> **EXERCISE GOAL**
Copy every line of the material below except the pictures, keeping the requests as they are. Shift each point in the answers by adding 82 to both its x and y coordinates.

> **DATASET ROWS**

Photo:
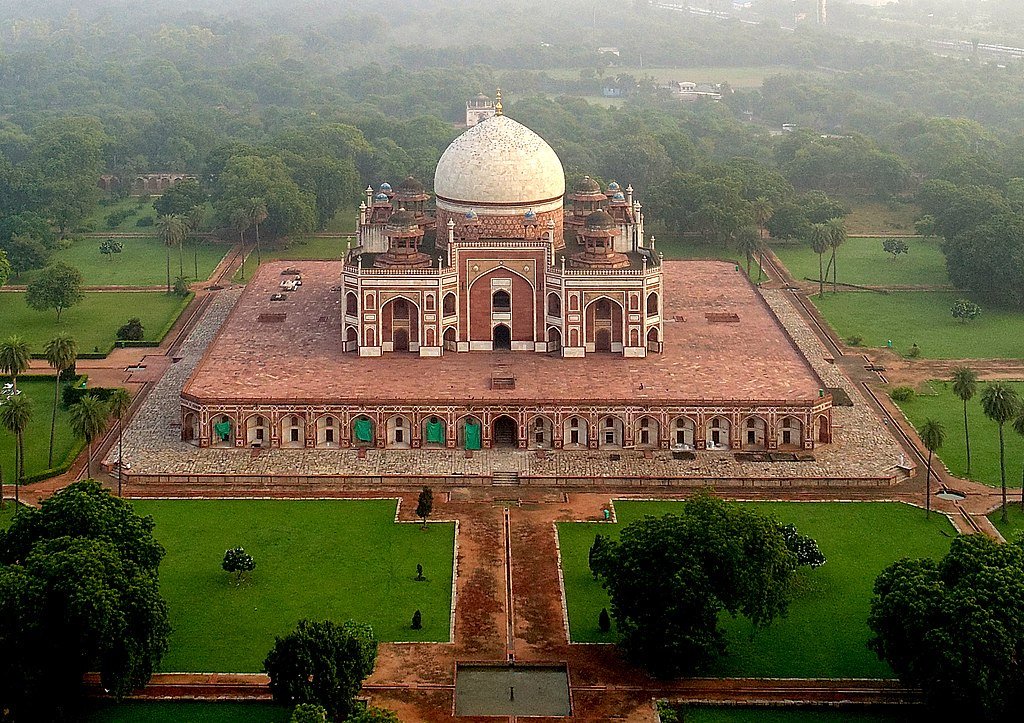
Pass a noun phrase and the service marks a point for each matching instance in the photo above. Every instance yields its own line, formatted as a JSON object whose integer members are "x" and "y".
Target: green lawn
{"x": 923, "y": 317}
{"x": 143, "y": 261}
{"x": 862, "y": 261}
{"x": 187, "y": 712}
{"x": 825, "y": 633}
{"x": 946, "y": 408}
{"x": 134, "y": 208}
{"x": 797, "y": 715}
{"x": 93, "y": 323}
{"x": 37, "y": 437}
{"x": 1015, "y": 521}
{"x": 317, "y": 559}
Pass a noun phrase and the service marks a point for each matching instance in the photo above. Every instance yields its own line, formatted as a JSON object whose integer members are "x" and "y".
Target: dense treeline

> **SOLVED EXERCISE**
Photo:
Pass a noun phrase and the service marks a point for each matching instance in the photo above. Every instance yields its own line, formatted as a JSON object whose integer members are "x" and "y".
Target: green lawn
{"x": 1005, "y": 399}
{"x": 225, "y": 343}
{"x": 944, "y": 343}
{"x": 269, "y": 794}
{"x": 907, "y": 715}
{"x": 1028, "y": 490}
{"x": 216, "y": 290}
{"x": 879, "y": 797}
{"x": 175, "y": 405}
{"x": 119, "y": 519}
{"x": 1097, "y": 603}
{"x": 399, "y": 641}
Pass a noun phrase and the service marks a point for each matching instance in the photo above. Every instance yields its own line, formatted as a JSON object whose integer members are "x" and "y".
Target: dense treeline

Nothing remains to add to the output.